* _Stated goal_
Pick out every line of the material that contains "shirt" and copy it. Case counts.

* _Records to use_
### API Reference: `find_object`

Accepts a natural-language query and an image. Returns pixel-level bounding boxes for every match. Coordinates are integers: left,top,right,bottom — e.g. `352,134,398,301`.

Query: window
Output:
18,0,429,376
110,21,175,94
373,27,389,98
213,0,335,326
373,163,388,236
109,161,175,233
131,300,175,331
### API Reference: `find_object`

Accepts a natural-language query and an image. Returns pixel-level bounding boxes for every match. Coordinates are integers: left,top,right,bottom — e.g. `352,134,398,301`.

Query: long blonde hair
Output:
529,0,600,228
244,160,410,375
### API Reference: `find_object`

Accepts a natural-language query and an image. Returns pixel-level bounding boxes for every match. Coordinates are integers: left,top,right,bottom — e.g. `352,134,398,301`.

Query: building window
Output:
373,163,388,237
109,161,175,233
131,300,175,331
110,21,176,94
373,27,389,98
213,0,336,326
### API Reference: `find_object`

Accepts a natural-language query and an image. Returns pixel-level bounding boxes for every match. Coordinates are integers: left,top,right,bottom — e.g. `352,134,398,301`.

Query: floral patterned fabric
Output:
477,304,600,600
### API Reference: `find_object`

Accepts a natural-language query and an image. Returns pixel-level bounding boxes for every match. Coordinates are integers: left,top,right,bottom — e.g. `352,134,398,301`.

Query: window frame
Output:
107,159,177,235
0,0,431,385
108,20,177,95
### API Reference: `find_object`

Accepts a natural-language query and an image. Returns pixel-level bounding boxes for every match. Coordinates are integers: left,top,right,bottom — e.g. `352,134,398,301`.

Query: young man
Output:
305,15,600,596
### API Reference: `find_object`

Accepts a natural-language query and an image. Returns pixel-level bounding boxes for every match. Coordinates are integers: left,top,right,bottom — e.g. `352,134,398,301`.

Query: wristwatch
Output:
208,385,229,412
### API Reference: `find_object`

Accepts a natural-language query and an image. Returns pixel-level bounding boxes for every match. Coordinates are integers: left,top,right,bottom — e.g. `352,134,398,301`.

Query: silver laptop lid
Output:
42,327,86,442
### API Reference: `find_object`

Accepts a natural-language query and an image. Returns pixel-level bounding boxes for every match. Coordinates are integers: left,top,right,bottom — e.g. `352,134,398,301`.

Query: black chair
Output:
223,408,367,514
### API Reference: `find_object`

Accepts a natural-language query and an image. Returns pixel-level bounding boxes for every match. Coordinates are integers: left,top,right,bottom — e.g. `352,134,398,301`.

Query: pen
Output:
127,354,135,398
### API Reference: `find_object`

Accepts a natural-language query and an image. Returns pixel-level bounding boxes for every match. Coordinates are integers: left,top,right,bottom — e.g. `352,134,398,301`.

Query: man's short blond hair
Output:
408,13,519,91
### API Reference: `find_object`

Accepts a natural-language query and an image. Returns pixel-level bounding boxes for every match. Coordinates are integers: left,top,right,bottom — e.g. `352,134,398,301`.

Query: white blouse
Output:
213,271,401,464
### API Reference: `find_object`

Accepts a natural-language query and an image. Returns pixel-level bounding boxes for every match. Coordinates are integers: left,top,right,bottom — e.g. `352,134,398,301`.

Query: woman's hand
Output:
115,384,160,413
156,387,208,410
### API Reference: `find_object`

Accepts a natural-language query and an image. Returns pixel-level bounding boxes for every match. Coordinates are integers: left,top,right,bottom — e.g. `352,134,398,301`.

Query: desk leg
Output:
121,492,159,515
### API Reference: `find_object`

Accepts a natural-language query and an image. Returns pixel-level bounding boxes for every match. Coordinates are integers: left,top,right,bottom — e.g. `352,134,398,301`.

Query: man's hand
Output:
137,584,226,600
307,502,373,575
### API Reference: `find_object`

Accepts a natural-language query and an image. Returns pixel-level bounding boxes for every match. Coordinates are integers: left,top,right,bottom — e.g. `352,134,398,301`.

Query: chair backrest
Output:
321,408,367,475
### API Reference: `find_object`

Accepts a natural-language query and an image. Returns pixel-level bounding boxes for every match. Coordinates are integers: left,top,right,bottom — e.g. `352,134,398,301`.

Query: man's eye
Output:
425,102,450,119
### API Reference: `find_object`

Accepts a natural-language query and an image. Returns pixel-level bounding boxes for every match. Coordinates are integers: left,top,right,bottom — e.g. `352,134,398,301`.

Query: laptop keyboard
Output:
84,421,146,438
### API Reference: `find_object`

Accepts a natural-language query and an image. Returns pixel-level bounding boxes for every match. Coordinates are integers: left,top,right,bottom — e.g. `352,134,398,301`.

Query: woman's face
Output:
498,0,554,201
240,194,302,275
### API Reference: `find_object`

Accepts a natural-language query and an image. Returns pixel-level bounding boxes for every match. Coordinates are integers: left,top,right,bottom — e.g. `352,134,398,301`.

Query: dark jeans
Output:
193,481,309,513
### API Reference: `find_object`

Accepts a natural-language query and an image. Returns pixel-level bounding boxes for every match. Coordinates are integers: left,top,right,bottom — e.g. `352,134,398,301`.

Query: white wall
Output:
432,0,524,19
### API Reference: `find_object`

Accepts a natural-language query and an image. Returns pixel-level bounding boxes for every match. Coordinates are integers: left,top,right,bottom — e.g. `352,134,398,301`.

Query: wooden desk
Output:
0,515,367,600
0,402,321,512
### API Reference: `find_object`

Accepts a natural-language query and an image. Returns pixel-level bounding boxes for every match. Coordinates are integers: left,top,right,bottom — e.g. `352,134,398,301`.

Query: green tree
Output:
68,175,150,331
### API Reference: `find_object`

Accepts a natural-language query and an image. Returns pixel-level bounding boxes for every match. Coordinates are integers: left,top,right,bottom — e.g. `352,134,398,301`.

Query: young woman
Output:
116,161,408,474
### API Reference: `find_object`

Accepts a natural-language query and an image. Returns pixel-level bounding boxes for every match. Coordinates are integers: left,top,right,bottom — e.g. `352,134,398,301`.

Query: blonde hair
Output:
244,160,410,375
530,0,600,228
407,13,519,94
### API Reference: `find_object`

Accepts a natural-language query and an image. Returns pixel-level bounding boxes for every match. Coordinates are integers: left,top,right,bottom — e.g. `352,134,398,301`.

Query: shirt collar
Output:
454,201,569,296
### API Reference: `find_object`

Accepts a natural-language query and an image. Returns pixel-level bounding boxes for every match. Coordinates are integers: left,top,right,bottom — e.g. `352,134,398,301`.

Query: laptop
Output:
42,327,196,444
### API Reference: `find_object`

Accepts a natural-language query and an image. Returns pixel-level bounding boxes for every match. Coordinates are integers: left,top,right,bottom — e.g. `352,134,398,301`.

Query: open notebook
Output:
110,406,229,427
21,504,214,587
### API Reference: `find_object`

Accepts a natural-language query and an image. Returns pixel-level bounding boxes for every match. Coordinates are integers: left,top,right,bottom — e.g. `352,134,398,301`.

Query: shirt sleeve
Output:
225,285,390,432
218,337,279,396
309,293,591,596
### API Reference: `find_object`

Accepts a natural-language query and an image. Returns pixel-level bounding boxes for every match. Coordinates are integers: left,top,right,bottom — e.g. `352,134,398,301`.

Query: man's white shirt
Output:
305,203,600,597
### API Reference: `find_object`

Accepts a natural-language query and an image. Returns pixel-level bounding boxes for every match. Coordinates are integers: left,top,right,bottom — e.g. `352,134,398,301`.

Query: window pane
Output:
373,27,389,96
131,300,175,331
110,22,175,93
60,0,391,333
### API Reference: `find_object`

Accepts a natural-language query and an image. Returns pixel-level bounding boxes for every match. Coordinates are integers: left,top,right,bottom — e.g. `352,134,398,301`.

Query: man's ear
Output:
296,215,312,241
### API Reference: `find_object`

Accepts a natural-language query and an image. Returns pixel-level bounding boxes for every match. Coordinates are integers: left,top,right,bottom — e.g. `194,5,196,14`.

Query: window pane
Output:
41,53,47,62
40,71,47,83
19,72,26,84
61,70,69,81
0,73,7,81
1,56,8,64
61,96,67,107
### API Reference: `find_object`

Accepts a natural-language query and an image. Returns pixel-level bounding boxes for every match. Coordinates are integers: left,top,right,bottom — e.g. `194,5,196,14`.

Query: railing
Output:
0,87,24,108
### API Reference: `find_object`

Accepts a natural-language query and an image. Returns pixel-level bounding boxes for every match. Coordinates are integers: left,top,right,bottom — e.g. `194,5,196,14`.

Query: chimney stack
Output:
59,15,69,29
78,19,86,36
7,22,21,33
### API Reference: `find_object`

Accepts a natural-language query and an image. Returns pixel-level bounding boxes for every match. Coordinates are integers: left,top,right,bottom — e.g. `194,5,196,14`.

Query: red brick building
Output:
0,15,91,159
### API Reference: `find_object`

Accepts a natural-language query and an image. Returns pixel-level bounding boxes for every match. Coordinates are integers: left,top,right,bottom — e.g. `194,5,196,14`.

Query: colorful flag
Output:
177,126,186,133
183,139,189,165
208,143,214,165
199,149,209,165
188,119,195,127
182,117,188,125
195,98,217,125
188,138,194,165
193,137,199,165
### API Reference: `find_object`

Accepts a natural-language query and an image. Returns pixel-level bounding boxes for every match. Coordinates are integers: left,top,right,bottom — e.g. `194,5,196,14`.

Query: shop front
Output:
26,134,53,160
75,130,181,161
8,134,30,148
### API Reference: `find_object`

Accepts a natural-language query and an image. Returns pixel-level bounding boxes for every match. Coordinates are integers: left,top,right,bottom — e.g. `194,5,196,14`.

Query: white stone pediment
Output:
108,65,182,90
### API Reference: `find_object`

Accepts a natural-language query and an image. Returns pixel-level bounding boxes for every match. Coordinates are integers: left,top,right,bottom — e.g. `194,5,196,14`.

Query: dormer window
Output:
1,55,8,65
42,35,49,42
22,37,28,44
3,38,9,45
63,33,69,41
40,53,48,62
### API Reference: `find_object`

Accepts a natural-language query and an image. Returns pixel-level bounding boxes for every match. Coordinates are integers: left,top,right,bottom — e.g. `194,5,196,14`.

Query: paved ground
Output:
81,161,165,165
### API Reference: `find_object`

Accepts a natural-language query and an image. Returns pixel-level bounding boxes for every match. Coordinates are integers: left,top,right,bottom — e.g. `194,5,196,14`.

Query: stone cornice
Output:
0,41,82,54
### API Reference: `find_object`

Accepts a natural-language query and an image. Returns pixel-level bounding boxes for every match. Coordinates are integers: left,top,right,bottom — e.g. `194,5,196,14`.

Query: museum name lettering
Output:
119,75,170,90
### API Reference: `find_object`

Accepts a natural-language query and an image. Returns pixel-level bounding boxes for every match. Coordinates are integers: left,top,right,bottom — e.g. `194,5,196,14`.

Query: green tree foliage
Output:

* _Full output_
Query: shirt collar
Query: shirt sleeve
Query: man's white shirt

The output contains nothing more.